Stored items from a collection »
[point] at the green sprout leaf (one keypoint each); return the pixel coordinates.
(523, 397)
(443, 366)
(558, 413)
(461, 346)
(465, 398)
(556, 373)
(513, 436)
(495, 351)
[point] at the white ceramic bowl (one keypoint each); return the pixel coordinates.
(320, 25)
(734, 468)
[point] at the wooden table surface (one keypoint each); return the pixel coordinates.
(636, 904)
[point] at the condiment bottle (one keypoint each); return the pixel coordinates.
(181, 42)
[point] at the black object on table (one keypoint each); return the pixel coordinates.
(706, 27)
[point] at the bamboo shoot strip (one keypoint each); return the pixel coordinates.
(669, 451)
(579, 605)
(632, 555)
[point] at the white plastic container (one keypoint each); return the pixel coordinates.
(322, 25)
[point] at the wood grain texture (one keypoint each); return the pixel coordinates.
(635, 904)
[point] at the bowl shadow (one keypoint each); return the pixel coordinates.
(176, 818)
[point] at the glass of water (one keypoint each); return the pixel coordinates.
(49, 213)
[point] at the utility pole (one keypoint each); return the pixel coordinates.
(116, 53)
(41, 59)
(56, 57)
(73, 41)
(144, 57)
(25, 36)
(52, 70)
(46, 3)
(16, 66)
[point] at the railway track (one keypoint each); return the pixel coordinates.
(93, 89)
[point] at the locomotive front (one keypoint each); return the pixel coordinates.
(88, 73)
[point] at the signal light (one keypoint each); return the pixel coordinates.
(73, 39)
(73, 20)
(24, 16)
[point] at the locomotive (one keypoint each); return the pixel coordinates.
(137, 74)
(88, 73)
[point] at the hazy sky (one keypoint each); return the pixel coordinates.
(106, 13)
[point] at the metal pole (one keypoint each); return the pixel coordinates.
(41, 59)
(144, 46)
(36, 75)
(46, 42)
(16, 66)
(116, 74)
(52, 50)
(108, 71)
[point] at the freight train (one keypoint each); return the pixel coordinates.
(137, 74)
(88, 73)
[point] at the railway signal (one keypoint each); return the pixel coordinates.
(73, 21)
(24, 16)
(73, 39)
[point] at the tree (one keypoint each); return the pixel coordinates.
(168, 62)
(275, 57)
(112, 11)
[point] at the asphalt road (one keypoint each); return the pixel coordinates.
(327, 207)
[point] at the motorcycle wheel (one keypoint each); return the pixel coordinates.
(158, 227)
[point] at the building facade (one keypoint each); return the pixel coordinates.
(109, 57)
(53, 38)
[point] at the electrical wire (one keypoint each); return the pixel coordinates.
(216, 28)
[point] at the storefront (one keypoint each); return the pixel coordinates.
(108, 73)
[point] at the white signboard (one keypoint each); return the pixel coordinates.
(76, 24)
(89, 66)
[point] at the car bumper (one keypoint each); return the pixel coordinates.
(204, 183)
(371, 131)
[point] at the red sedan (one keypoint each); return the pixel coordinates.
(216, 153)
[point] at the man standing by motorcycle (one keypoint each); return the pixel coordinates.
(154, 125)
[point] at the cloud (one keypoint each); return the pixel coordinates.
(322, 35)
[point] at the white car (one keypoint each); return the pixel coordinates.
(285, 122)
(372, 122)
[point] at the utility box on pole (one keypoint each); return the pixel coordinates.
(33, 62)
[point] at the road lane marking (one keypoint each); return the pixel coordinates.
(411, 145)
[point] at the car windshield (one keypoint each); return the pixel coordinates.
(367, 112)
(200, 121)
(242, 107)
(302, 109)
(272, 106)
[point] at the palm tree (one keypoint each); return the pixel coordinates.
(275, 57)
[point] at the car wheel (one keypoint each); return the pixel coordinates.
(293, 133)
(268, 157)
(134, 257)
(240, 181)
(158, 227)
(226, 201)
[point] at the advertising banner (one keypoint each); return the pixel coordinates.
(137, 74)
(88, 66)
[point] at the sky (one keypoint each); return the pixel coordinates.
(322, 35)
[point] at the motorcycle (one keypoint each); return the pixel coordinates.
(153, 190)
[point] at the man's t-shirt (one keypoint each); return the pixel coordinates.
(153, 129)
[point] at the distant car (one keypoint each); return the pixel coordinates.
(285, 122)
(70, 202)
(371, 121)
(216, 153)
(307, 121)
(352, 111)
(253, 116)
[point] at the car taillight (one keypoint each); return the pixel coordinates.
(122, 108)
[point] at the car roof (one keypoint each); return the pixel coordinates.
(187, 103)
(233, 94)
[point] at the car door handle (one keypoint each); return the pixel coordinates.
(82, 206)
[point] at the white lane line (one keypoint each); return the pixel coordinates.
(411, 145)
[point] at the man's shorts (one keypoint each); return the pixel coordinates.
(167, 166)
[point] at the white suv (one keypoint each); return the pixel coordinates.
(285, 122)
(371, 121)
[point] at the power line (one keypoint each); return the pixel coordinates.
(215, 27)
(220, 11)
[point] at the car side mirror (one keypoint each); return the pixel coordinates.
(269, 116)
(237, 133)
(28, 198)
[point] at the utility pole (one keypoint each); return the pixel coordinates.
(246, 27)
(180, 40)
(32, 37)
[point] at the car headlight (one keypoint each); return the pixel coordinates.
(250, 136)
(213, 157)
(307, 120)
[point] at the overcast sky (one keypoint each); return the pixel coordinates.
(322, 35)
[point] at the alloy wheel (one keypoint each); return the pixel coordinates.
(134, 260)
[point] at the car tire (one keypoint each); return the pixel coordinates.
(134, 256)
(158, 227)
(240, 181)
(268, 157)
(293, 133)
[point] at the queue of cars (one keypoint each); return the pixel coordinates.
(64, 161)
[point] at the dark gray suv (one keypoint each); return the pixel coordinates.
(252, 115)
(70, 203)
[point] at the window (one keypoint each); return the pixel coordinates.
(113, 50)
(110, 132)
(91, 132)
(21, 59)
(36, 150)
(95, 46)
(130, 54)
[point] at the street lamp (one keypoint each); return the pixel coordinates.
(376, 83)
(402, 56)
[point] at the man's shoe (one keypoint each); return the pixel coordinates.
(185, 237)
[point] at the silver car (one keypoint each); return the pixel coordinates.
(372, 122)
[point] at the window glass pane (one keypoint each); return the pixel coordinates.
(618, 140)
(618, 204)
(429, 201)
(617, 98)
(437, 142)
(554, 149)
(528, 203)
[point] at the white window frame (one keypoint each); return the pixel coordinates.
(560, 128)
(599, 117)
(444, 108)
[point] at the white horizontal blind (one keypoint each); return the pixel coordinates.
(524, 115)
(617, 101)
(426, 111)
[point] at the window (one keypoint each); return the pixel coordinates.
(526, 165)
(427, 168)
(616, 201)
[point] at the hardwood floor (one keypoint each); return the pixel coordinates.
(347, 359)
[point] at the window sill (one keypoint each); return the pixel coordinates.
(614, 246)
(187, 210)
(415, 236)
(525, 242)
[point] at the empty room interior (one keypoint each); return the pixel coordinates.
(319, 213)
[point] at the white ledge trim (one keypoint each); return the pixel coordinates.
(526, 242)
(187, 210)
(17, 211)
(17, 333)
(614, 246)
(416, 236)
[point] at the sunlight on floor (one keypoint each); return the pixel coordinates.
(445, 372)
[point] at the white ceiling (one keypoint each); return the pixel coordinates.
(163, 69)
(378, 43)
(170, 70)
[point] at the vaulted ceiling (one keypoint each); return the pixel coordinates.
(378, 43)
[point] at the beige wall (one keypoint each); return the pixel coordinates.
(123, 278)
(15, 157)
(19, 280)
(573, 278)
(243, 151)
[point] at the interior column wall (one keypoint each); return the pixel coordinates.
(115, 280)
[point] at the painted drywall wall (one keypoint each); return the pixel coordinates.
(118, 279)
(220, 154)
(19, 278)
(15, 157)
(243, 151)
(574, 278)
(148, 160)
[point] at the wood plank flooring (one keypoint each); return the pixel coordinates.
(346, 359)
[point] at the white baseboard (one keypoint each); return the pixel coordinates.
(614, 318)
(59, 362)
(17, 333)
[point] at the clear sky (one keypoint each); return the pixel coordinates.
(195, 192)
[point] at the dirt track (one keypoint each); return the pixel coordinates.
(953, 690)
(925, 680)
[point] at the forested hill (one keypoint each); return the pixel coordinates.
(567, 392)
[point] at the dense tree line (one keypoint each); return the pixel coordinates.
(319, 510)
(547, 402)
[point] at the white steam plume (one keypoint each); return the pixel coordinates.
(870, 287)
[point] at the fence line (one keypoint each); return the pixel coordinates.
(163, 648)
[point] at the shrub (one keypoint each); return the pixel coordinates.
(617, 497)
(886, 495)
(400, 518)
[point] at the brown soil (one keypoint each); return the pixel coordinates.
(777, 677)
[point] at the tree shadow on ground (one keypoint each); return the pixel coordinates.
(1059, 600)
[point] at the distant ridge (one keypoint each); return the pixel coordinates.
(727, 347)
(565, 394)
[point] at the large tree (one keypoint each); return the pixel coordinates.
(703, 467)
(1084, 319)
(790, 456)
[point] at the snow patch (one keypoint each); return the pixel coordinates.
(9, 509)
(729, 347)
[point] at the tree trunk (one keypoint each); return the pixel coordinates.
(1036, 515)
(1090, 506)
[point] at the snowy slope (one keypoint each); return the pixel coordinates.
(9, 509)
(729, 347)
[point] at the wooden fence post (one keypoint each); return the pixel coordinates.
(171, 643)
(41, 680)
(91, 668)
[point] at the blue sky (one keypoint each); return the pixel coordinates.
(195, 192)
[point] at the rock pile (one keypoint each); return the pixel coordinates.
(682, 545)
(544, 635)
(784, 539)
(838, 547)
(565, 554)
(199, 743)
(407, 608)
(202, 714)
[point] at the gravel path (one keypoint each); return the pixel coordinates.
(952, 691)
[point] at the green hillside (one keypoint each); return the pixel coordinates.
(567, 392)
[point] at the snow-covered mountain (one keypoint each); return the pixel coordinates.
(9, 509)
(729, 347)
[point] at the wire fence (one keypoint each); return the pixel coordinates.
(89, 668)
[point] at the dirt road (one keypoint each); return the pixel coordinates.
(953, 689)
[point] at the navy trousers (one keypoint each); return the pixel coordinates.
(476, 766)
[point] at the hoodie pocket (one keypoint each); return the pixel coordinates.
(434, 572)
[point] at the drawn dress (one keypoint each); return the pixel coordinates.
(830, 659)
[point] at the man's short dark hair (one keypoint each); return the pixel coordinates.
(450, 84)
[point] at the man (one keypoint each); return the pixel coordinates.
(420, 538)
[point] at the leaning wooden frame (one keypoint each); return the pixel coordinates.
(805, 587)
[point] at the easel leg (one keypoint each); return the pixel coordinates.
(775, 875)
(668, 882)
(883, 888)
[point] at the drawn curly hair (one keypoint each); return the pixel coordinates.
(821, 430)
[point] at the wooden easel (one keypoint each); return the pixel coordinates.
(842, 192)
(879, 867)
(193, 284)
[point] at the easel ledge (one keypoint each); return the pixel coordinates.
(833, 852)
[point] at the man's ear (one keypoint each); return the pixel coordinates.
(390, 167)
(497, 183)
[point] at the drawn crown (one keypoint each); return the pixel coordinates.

The exercise » Write out the data again, starting with the line that contains "[point] at the dirt road" and going on through the last line, with the requests kept as they are. Multiply every pixel coordinate in the answers by 0.2 and round each to a whole number, rounding halves up.

Completed exercise »
[point] at the dirt road (one keypoint each); return the pixel coordinates.
(191, 138)
[point] at the navy trousers (one keypoint each); return the pixel coordinates.
(95, 153)
[point] at the hoodie pocket (one keypoint each); return the pixel coordinates.
(87, 114)
[point] at the drawn dress (one keypoint each); return the pixel coordinates.
(166, 132)
[point] at the man's short dark hair (one keypoint each); return the pixel coordinates.
(90, 17)
[point] at the man (one keypoint each); return the pixel coordinates.
(84, 108)
[point] at the leaning wooden frame (one keypoint each); return the pixel coordinates.
(161, 117)
[point] at the easel leg (one keypoint each); return the pixel coordinates.
(155, 175)
(134, 176)
(177, 178)
[point] at the drawn curly hair (one keypoint each); return the pixel coordinates.
(164, 86)
[point] at the wooden easel (one keypoint each); return the pixel coordinates.
(168, 38)
(176, 173)
(39, 57)
[point] at the easel ledge (one keypoint each); return the pixel coordinates.
(167, 170)
[point] at the man's ear (one keypoint each); return the pixel coordinates.
(78, 33)
(99, 37)
[point] at the drawn crown (one keypoint each); return the pixel coordinates.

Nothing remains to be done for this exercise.